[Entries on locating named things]
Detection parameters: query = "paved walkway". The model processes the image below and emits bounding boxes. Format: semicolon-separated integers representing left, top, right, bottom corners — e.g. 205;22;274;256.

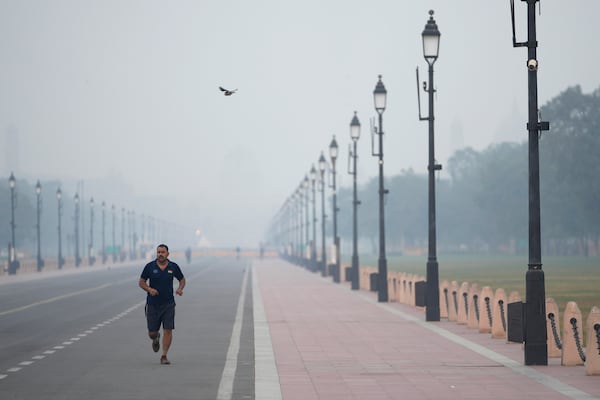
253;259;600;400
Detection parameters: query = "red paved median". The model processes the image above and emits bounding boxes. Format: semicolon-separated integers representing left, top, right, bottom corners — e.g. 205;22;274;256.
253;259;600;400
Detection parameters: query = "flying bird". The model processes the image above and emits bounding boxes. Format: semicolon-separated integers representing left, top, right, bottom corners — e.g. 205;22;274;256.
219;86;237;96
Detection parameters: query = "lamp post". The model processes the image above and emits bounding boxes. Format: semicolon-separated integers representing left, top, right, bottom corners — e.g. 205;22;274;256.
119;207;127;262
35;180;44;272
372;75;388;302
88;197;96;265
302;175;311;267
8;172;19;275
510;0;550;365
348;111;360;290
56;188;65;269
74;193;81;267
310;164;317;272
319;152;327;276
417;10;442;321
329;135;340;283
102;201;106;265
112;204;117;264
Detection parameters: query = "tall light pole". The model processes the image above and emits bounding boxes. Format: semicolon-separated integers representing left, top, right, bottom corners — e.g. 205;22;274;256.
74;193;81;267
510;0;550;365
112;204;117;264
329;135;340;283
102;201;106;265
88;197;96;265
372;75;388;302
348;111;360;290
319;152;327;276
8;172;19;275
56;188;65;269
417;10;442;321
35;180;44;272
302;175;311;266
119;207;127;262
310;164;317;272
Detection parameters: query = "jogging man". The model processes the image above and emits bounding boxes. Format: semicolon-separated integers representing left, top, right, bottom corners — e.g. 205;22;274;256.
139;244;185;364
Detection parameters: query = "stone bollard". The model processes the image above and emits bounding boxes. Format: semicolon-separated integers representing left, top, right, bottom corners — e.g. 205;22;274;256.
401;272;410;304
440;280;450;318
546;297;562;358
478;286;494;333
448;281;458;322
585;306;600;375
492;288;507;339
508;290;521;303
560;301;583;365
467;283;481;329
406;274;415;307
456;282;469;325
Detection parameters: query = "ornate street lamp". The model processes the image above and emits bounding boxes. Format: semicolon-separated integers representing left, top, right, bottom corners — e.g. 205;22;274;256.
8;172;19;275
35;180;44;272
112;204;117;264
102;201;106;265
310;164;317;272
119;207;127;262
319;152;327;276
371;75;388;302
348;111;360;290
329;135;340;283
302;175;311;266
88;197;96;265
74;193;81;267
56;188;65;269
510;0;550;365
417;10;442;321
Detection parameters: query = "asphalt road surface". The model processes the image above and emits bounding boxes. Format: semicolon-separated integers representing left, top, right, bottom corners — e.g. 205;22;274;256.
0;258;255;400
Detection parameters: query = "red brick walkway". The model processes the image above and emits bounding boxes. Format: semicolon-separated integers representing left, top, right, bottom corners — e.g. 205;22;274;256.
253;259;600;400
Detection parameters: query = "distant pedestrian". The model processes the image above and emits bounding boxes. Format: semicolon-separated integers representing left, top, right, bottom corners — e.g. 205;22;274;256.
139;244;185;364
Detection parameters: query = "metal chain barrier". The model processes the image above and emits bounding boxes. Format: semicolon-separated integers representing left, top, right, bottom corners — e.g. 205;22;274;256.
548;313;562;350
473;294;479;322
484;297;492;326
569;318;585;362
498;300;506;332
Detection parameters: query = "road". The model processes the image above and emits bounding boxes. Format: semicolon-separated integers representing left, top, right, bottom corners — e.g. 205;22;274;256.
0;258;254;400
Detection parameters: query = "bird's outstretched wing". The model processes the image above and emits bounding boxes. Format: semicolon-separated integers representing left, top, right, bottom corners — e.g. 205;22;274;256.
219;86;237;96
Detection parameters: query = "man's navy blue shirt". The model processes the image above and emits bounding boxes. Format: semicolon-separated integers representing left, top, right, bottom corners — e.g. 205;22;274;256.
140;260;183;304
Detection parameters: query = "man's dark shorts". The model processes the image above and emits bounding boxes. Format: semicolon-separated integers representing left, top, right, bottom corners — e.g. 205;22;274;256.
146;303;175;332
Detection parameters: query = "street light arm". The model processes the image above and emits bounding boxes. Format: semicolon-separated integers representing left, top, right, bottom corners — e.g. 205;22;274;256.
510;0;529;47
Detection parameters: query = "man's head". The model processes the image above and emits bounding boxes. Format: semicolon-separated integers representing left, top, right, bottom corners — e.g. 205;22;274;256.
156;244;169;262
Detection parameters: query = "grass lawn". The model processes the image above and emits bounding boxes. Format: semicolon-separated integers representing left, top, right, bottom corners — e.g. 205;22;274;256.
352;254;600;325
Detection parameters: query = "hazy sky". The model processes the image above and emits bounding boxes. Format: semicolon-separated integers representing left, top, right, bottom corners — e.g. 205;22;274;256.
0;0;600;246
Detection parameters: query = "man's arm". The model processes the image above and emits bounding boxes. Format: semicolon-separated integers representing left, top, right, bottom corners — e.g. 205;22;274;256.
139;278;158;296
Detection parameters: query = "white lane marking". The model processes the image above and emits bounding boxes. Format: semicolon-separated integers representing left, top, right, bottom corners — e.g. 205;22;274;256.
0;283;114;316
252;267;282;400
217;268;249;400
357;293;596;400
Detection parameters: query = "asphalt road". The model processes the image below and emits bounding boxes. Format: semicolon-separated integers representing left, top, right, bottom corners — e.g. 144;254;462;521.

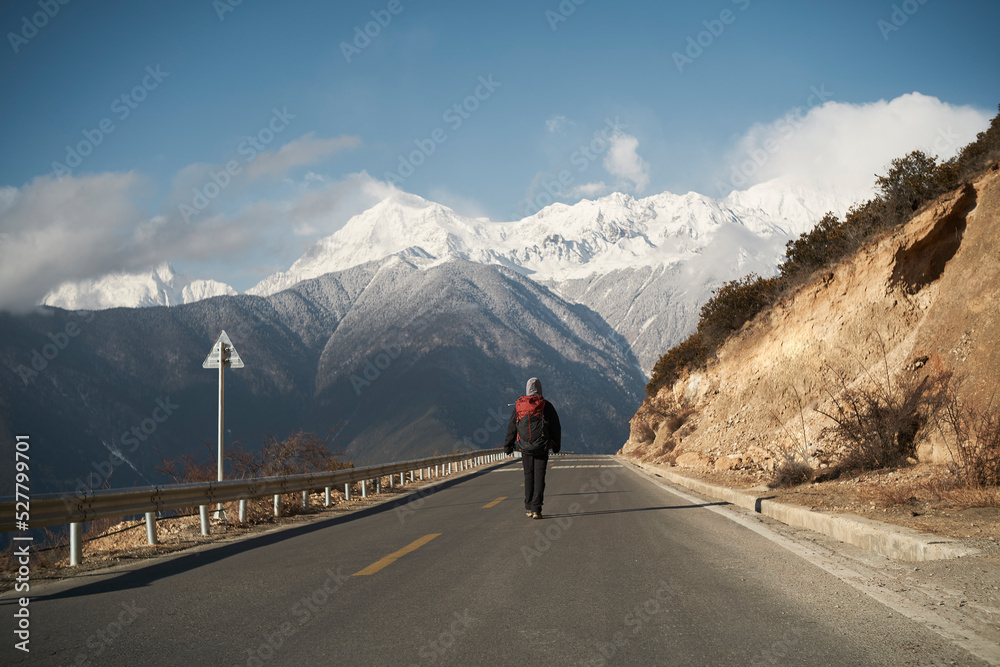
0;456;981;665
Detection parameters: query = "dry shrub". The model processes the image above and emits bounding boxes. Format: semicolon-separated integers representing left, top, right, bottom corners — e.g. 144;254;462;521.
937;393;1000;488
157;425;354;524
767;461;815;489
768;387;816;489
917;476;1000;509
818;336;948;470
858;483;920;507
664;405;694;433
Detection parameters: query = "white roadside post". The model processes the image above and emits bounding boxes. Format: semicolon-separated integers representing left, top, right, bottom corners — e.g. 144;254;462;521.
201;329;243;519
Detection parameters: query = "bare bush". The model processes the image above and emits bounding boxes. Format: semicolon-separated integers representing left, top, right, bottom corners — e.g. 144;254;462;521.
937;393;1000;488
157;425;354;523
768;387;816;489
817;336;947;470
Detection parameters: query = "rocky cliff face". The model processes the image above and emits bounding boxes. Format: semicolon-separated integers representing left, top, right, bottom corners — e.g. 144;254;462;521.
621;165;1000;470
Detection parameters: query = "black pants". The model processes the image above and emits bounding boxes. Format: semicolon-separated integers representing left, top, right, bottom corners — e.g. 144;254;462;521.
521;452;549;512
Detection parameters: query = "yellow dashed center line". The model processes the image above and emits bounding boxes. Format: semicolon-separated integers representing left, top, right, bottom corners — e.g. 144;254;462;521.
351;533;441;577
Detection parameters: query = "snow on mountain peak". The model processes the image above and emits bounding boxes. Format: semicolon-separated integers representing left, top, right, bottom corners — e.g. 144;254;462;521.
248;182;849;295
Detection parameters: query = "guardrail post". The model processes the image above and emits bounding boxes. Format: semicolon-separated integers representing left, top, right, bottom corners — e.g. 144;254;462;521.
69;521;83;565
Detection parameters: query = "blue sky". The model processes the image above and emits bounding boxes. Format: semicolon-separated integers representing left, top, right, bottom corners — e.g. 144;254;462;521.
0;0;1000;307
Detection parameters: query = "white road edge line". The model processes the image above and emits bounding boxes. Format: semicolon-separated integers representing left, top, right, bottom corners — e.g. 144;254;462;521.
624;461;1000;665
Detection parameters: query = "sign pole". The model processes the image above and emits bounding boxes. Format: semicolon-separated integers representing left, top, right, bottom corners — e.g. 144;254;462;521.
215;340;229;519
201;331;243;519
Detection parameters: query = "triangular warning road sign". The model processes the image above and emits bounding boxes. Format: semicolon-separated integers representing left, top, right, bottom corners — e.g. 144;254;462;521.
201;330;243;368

PROBLEM REQUIREMENTS:
Restate the whole listing above exactly, except for its images.

EXERCISE SOLUTION:
Detection parameters: query = "paved walkway". The model processes the image below and emits bounding boxes. Format: semicolon-separated integers representing left, top, right, bottom corners — e.g. 205;22;274;256.

253;259;600;400
Detection parameters: query = "red paved median". The model processes the image above and emits bounding boxes. Format: semicolon-separated integers representing left, top, right, bottom corners — e.g. 205;22;274;256.
253;259;600;400
Detection parameters: query = "flying bird". The model processes the image above and emits bounding boxes. Format: semicolon-separated integers representing left, top, right, bottom corners — e.g. 205;22;274;256.
219;86;237;96
Detection parameters: query = "lamp post". The model processes the image above and emits bounding boxes. Format: semicolon-separated integers representing left, top, right, bottom corners — e.g. 205;22;274;256.
119;207;127;262
35;180;44;272
372;75;388;302
88;197;96;265
302;175;311;267
8;172;19;275
510;0;550;365
348;111;360;290
56;188;65;269
74;193;81;267
310;164;317;272
319;152;327;276
417;10;442;321
329;135;340;283
102;201;106;265
112;204;117;264
Detection parameters: query = "tall light pole". The model processes the image above and emits bounding boxes. Format: semicolon-separated integers representing left, top, right, bottom corners — e.g. 205;22;274;256.
74;193;81;267
510;0;550;365
112;204;117;264
329;135;340;283
102;201;106;265
88;197;96;265
372;75;388;302
348;111;360;290
319;152;327;276
8;172;19;275
56;188;65;269
417;10;442;321
35;180;44;272
302;175;311;266
119;207;127;262
310;164;317;272
Detection parameters: query = "jogging man". The model processes the image above and emits bounding boxes. Format: semicolon-separated integers representing left, top, right, bottom corners — e.g. 205;22;274;256.
139;244;185;364
Detection parameters: query = "stone bollard". The model processes the image above and emits bounding boxes. Format: semicolon-separated integers representing left, top, right, bottom corners — e.g. 205;22;274;256.
401;272;410;304
440;280;450;318
546;297;562;358
478;286;494;333
448;281;458;322
585;306;600;375
492;288;507;339
508;290;521;303
560;301;583;365
467;283;481;329
406;274;415;307
456;282;469;325
Detection parameters: query = "ornate street lamp". The model processes the image above and emits bounding boxes. Format: semicolon-separated integers representing left, top, right, bottom corners — e.g. 205;22;274;256.
8;172;19;275
35;180;44;272
112;204;117;264
102;201;106;265
310;164;317;272
119;207;127;262
319;152;327;276
371;75;388;302
348;111;360;290
329;135;340;283
302;175;311;266
88;197;96;265
74;193;81;267
56;188;65;269
510;0;550;365
417;10;442;321
Detection parameters: query = "asphalt road surface". The model processes the image above and emits bounding boxes. Format: semicolon-separated integers representing left, top, right, bottom corners — e.g. 205;22;274;256.
0;258;255;400
Detection parameters: query = "red brick walkway". The model processes the image above and emits bounding boxes. Format: semicolon-separated integers representing left, top, right, bottom corners — e.g. 205;22;274;256.
253;259;600;400
Detection parameters: query = "distant pedestrian". The model processes the image above and emits bounding boxes. Format: semicolon-separated integers representing left, top, right, bottom corners — e.g. 205;22;274;256.
139;244;185;364
Detection parameters: query = "metal chain barrier". The model processes the image above and emits bounding boxes. Format: semicolon-separated integers representing left, top, right, bottom corners — e.g. 205;22;274;256.
548;313;562;350
473;294;479;322
484;297;492;326
569;318;585;362
498;300;506;332
Detection parameters: query = "road". The model processes the image above and emits bounding boxes. Format: semicolon-separated integers representing left, top, right, bottom corners — e.g. 205;22;274;256.
0;258;254;400
Detection parameters: query = "bird's outstretched wing". The model processes the image above and emits bounding boxes. Format: semicolon-separated integers representing left, top, right, bottom corners — e.g. 205;22;274;256.
219;86;237;96
Detection parameters: query = "man's navy blue shirt". The model processes the image above and emits bounding boxes. Format: semicolon-separated integers representing left, top, right, bottom corners — e.g. 205;22;274;256.
140;260;183;304
Detection parameters: query = "man's dark shorts". The model processes the image above and emits bounding boxes. Format: semicolon-separated integers representing left, top, right, bottom corners — e.g. 205;22;274;256.
146;303;175;332
Detection parameters: query = "street light arm". The model processes the image above and emits bounding boxes. Format: semicolon-separated integers representing left, top, right, bottom corners — e.g. 205;22;274;256.
510;0;529;47
Detection parameters: query = "man's head". The model processes the image above and emits bounding boxes. Format: semicolon-separated integers representing left, top, right, bottom corners — e.g. 205;22;274;256.
156;244;169;262
Detection parameters: query = "grass lawn". The model processes the image above and emits bounding boxes. Format: semicolon-separated integers representing left, top, right, bottom corners — e.g. 205;22;274;256.
352;254;600;325
Detection parameters: query = "hazy sky". The model processes the image above and emits bounding boxes. Format: semicolon-separated integers representing left, top, right, bottom corners — e.g. 205;22;274;256.
0;0;600;246
Detection parameters: query = "man's arm". The model processes the image above and emits bounding boxes. Format: semicolon-separated integers representing left, top, right, bottom corners — e.g. 205;22;274;256.
139;278;158;296
Detection parameters: query = "white lane marking". The model processes the image above and emits bounding boxes. Format: semicolon-separated integers representing left, top, right, bottom corners — e.g. 205;22;274;256.
0;283;114;316
252;267;282;400
217;268;249;400
357;293;596;400
Detection parameters: query = "asphalt road". The model processes the image below and emits bounding boxes. Format: semicolon-separated integers representing left, top, right, bottom corners — e.g. 144;254;462;521.

0;456;981;665
Detection parameters: query = "dry shrub". The model processes the image above and emits bounding boxes. Format: semicolon-separated integers representing left, top, right, bottom corners — e.g. 144;254;462;521.
937;393;1000;488
157;425;354;524
767;461;815;489
768;387;816;489
917;476;1000;509
818;336;948;470
858;483;920;507
664;405;694;433
Detection parameters: query = "white roadside post". The model processes the image above and emits bounding boxes. Format: semicolon-separated integers representing left, top, right, bottom corners — e.g. 144;254;462;521.
201;329;243;519
Detection parameters: query = "bare bush". The model processes the image above and emits bounding boxes. Format: semicolon-separated integers representing left, top, right, bottom corners — e.g. 144;254;462;521.
937;393;1000;488
157;425;354;523
768;387;816;489
817;336;947;470
Detection parameters: query = "rocky cliff face". The model processes the image above and emits bounding boxes. Format: semicolon-separated integers representing left, top, right, bottom corners — e.g. 144;254;462;521.
621;165;1000;470
Detection parameters: query = "black pants". The model processes the image above and emits bounding boxes. Format: semicolon-separated integers representing left, top, right, bottom corners — e.g. 144;254;462;521.
521;452;549;512
Detection parameters: query = "yellow dashed center line". The model processes the image above and emits bounding boxes. Format: semicolon-separated integers representing left, top, right, bottom corners — e.g. 144;254;462;521.
351;533;441;577
Detection parameters: query = "snow on mountain peak". The model processes the image above and emits bounding boxes. Format: semicolon-separated integers representing left, top, right, bottom corners — e.g. 144;254;462;521.
248;182;849;295
Detection parameters: query = "guardrail post". The model processes the image above and emits bounding boxes. Format: semicolon-separated integers representing left, top, right, bottom corners — e.g. 144;254;462;521.
69;521;83;565
Detection parameters: query = "blue sky". The model processes the image above and emits bounding boxes. Format: semicolon-separated integers representing left, top, right, bottom corners — e.g. 144;254;462;521.
0;0;1000;307
Detection parameters: query = "white road edge line". The model processes the image above and emits bounding boxes. Format: semicolon-separated integers representing left, top, right, bottom corners — e.g. 144;254;462;521.
624;461;1000;665
Detection parameters: query = "sign pole". The model processes the image above and emits bounding boxes. Format: semicolon-separated integers representing left, top, right, bottom corners — e.g. 144;254;462;521.
215;340;229;519
201;331;243;519
Detection parameters: query = "triangular warning road sign". The model processes the image above and emits bounding boxes. Format: semicolon-separated integers representing left, top, right, bottom corners — e.g. 144;254;462;521.
201;330;243;368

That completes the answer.